### REQUIRED WORK
From the listing below, reproduce exactly the lines starting with the one with "Please place a point on every instance of the beige" and going on through the one with "Please place a point on every instance of the white stuffed", both ends kept. No picture is copied.

··· PROVIDED MATERIAL ···

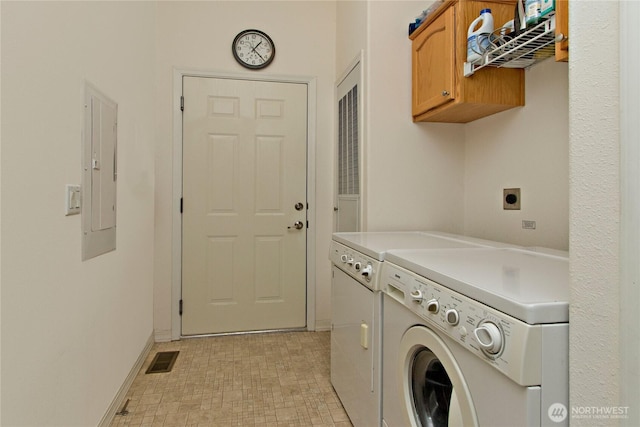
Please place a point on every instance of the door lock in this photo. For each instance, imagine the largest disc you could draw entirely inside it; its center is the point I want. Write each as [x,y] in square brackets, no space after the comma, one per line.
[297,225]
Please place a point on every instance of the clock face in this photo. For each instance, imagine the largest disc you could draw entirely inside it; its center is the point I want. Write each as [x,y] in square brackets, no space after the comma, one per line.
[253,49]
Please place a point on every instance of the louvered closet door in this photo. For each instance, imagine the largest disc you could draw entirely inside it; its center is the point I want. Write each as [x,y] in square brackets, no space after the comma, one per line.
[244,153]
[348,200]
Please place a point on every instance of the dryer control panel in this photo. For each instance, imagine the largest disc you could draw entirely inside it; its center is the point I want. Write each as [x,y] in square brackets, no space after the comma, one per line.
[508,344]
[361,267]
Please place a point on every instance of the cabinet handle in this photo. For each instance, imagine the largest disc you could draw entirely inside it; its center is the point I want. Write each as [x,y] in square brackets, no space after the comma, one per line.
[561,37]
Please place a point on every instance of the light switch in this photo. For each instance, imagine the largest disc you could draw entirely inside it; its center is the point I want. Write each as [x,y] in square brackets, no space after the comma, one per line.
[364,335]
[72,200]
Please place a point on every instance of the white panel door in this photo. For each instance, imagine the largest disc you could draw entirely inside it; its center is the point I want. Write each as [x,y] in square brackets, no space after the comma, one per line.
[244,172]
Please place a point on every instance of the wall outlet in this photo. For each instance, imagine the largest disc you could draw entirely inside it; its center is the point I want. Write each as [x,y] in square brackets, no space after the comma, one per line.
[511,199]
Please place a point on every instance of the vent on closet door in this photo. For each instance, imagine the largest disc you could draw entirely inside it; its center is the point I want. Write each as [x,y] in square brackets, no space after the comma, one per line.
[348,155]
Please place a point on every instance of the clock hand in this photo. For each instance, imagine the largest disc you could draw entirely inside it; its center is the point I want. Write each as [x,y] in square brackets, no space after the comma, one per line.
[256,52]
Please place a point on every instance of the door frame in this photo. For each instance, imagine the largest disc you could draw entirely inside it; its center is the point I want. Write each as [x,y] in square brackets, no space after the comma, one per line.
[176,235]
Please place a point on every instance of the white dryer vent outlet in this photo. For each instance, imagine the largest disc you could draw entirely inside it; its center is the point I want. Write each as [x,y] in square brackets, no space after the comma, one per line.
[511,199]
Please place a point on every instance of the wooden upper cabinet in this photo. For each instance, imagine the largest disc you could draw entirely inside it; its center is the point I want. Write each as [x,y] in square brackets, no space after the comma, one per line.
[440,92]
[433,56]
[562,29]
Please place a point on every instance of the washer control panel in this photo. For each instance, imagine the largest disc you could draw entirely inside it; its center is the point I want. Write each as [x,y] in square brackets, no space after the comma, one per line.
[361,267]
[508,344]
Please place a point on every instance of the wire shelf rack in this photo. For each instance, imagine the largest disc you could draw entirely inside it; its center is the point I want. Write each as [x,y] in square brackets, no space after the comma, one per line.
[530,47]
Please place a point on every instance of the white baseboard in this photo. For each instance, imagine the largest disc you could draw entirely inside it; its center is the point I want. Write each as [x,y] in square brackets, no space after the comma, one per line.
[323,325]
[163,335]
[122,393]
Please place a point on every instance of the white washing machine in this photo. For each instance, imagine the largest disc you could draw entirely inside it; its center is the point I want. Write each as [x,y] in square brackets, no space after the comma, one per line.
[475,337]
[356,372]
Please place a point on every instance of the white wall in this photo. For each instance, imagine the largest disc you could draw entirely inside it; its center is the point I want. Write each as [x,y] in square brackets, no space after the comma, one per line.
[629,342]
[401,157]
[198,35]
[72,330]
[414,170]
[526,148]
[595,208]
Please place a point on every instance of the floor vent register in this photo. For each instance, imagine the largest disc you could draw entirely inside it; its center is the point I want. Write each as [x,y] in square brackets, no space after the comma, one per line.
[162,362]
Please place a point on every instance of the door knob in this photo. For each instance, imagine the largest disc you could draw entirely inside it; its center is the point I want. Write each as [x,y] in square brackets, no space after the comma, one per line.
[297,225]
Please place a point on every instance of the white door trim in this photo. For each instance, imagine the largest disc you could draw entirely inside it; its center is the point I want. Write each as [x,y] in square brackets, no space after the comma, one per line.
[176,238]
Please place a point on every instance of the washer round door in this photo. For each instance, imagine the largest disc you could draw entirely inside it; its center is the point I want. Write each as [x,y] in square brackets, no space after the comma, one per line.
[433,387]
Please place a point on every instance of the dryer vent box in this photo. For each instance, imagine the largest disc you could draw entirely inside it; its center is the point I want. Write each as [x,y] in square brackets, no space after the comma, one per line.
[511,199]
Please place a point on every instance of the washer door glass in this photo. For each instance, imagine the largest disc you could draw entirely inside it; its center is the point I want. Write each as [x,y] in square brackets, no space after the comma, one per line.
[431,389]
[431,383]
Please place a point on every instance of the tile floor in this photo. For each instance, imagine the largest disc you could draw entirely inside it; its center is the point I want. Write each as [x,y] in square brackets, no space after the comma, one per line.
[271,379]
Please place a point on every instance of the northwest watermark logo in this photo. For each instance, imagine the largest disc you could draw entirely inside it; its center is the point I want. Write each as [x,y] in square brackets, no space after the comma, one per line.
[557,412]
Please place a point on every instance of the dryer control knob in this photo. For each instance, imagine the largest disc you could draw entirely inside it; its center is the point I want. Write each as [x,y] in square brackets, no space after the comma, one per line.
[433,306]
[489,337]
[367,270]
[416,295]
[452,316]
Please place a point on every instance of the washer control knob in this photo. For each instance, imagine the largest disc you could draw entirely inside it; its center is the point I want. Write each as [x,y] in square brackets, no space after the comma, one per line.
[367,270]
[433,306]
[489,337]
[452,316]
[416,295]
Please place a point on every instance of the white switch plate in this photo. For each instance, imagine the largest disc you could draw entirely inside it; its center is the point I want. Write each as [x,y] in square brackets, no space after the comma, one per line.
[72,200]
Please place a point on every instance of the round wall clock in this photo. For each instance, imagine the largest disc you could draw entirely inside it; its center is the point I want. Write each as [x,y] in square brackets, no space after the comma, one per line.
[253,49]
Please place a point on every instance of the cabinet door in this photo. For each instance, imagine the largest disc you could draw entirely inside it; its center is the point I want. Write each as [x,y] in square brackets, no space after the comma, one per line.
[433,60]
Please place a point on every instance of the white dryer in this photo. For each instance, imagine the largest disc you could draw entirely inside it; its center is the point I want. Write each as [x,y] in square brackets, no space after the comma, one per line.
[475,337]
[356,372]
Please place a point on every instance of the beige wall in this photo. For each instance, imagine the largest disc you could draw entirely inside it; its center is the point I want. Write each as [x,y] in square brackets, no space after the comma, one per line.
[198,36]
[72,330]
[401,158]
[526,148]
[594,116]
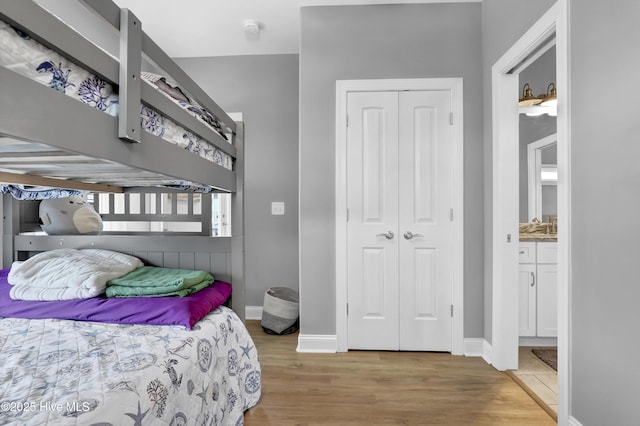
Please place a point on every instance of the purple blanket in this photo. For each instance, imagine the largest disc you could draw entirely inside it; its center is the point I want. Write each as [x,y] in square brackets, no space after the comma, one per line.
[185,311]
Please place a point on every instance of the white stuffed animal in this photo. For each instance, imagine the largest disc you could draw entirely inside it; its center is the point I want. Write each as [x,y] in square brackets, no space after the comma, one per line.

···
··· PROVIDED MATERIAL ···

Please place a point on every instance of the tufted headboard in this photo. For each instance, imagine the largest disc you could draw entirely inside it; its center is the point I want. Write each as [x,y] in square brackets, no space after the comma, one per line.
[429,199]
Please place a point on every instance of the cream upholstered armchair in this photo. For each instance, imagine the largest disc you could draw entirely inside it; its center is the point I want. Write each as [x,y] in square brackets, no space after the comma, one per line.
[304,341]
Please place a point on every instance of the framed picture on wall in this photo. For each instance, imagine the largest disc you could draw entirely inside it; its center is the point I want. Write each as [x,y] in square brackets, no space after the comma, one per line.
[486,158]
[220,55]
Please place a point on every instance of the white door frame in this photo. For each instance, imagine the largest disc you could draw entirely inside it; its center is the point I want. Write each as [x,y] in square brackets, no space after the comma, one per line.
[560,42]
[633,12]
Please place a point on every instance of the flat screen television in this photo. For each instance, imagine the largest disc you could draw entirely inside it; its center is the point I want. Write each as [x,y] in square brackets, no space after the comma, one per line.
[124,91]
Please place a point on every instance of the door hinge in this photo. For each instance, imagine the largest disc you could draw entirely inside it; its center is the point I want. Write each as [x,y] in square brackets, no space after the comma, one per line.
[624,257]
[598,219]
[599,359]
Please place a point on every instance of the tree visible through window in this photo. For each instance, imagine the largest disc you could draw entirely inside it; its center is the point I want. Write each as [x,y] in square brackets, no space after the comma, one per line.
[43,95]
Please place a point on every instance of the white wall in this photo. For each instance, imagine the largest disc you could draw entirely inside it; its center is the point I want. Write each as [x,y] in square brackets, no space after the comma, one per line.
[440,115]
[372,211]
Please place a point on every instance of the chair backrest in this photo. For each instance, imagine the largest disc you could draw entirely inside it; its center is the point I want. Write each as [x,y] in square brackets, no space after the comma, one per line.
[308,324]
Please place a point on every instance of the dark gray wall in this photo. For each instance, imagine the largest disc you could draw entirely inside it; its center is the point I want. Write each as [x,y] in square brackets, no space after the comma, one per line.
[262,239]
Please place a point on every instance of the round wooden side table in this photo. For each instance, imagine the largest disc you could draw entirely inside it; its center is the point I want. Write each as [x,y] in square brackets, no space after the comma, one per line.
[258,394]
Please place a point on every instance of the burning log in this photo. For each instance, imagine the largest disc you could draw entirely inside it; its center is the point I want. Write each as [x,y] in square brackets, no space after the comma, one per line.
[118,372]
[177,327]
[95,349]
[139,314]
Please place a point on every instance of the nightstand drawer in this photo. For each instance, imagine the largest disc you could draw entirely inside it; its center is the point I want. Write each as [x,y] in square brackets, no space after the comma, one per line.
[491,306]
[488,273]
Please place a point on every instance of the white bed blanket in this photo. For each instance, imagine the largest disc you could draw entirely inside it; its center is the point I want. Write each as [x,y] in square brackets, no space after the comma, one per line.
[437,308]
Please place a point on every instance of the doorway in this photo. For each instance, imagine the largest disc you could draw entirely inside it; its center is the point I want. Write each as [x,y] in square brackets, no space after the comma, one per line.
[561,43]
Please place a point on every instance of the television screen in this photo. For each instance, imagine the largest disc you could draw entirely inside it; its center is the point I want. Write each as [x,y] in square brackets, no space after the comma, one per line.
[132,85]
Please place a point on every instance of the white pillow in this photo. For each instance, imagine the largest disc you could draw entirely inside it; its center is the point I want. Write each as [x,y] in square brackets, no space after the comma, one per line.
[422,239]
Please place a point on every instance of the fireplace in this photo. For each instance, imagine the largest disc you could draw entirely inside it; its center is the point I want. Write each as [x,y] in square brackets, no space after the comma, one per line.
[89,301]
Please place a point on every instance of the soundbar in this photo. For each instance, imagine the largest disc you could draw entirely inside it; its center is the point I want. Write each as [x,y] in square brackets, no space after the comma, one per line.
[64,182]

···

### PROBLEM SOLUTION
Please place a point on every instance of the beige wall in this photo. For each instance, imagine the largest disc you could draw entirely inside it; its center is the point I want. Write each as [x,y] in square brackets, no space after the comma, one per line.
[198,36]
[72,330]
[401,158]
[526,148]
[594,116]
Please place a point on every instance of the purple blanket in this photo. For each instance, imagine the largest disc you could draw entirely inside it; its center is the point I want. Write each as [x,y] in square brackets, no space after the comma, one per line.
[185,311]
Please place a point on every instance of the white stuffed animal in this photo. For each instance, imagine the largest disc you could draw entirely inside it; its center is the point I want. Write each as [x,y] in square brackets, no space after the comma, one per line.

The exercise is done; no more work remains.